### Work to be completed
Set down the line that contains "Mark every instance of the tropical" and every line after it to the end of the entries, exactly as they stand and nothing more.

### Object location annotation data
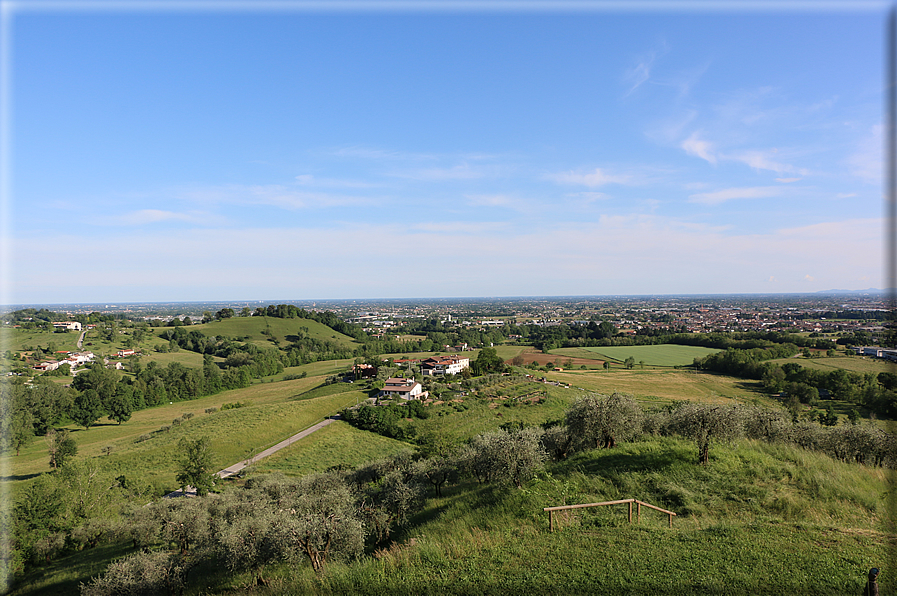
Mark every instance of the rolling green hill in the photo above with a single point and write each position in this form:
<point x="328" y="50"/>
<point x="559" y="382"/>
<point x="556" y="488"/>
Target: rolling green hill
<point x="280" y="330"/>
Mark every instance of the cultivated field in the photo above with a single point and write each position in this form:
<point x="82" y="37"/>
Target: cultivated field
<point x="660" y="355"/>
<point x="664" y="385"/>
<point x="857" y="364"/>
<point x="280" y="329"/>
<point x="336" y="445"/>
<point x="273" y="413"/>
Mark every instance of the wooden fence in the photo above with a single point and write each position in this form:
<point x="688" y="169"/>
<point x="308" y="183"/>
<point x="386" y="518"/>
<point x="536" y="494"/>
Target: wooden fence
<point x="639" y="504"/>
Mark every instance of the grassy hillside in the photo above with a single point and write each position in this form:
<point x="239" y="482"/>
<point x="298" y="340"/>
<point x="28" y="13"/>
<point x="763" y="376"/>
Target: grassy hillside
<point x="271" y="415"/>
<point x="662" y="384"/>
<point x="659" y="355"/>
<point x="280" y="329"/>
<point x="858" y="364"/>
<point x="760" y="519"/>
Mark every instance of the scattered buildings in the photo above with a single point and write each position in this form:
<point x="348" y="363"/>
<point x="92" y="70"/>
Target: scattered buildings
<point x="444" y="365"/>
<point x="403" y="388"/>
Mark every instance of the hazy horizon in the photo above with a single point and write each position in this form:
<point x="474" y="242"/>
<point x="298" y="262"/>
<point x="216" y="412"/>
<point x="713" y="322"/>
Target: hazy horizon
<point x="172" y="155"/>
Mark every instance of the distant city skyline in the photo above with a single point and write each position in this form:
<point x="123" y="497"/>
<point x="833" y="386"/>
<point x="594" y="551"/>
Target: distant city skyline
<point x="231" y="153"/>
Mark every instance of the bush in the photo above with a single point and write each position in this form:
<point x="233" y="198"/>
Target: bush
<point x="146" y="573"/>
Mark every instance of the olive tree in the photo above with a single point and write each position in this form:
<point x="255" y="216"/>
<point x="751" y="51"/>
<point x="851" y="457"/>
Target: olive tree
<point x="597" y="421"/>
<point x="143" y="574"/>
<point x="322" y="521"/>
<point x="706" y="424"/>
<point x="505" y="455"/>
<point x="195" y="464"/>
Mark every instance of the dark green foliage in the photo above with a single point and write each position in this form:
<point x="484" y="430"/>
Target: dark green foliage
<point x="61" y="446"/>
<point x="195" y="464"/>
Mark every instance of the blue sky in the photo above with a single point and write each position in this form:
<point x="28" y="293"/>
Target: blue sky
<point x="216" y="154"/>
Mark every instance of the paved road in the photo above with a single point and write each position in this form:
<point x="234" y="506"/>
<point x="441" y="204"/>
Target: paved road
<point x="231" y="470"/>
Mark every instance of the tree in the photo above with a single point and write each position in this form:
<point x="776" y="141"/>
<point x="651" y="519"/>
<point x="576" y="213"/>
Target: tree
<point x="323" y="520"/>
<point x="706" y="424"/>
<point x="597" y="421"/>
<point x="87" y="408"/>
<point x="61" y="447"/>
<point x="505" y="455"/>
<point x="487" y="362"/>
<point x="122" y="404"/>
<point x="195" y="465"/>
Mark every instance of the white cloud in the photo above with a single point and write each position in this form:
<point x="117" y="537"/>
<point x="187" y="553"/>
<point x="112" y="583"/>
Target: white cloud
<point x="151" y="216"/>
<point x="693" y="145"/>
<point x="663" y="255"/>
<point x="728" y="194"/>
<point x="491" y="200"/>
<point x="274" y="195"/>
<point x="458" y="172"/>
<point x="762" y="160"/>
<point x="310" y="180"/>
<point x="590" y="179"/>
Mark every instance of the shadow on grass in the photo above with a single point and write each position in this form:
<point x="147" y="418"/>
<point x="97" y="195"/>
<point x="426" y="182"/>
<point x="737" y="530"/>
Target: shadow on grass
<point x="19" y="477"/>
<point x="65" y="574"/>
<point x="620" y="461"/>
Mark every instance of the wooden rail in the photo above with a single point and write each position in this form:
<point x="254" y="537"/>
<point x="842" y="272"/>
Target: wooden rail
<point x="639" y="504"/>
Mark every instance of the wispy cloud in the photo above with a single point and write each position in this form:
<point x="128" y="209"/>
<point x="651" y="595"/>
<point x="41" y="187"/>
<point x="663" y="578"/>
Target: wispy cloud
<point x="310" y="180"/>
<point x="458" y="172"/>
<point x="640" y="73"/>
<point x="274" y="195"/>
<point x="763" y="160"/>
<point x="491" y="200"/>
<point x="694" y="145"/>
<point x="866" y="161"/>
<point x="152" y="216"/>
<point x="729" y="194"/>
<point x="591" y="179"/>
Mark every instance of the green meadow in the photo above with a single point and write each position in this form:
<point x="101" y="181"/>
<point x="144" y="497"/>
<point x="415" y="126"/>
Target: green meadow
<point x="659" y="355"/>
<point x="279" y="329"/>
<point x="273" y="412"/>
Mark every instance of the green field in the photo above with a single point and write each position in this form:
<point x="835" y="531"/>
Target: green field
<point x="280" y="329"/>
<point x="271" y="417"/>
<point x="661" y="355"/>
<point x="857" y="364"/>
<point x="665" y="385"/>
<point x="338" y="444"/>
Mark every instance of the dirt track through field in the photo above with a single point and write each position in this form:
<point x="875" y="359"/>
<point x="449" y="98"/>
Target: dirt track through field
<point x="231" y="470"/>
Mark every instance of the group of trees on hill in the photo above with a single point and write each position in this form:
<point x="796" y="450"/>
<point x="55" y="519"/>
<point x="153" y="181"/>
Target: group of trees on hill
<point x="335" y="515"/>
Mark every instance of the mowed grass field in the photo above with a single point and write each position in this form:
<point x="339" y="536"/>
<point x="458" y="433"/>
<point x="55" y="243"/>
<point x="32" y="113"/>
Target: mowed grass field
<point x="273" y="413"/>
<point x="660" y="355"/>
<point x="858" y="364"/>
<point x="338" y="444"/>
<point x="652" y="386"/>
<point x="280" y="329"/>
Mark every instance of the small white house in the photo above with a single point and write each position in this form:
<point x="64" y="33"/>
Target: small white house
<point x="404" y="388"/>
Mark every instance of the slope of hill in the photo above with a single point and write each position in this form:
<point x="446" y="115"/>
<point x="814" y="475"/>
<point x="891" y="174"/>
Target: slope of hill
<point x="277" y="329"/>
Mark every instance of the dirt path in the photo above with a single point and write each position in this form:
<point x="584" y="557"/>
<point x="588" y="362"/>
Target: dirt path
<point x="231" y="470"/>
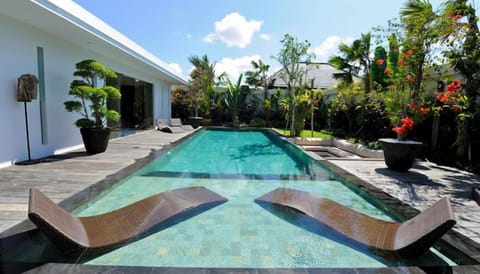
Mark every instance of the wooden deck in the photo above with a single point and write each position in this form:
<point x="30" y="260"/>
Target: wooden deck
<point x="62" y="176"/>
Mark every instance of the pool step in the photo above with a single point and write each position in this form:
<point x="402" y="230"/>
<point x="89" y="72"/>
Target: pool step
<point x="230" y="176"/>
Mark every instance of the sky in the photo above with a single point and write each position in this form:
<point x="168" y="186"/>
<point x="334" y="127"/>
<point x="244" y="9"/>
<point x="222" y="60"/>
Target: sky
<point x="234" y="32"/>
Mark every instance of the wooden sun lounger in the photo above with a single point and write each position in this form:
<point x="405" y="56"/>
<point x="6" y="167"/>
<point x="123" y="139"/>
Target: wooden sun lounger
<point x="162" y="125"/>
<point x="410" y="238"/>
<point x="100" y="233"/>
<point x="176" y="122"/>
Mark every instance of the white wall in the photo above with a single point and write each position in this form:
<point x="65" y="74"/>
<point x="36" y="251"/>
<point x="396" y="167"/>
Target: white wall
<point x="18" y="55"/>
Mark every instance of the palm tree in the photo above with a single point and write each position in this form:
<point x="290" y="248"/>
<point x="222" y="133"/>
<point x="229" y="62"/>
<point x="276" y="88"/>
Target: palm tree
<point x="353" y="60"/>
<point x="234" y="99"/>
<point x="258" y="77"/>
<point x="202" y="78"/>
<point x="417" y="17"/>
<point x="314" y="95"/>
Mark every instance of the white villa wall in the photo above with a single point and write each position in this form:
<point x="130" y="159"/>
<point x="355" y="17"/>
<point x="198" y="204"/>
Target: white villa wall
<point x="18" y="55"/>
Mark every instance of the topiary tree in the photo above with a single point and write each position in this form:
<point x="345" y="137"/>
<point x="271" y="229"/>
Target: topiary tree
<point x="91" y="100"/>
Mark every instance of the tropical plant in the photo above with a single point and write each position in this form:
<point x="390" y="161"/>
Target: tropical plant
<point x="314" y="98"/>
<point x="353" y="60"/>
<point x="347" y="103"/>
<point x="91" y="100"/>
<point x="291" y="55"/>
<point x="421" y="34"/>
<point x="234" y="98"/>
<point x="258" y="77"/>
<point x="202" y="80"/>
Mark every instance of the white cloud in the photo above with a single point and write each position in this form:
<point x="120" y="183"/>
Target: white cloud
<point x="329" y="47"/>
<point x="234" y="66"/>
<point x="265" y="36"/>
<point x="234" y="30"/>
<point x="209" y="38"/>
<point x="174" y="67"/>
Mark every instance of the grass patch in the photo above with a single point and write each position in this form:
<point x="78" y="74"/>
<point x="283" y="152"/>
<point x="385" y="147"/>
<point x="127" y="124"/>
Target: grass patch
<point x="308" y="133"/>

### Worked answer
Mark every instance of the tropical plant in the photo above with a single point and write each position in this form:
<point x="390" y="161"/>
Target: tropical plant
<point x="314" y="98"/>
<point x="353" y="60"/>
<point x="347" y="103"/>
<point x="91" y="100"/>
<point x="291" y="55"/>
<point x="421" y="34"/>
<point x="234" y="98"/>
<point x="258" y="77"/>
<point x="202" y="80"/>
Mark every instance of the white cloud in the photo above with a single point and write each position in this form:
<point x="120" y="183"/>
Target: white cloud
<point x="329" y="47"/>
<point x="234" y="66"/>
<point x="265" y="36"/>
<point x="234" y="30"/>
<point x="209" y="38"/>
<point x="174" y="67"/>
Mark every instance of the grass patch in the photo above with a single point and write each position in this form:
<point x="78" y="74"/>
<point x="283" y="152"/>
<point x="385" y="147"/>
<point x="127" y="124"/>
Target: grass patch
<point x="308" y="133"/>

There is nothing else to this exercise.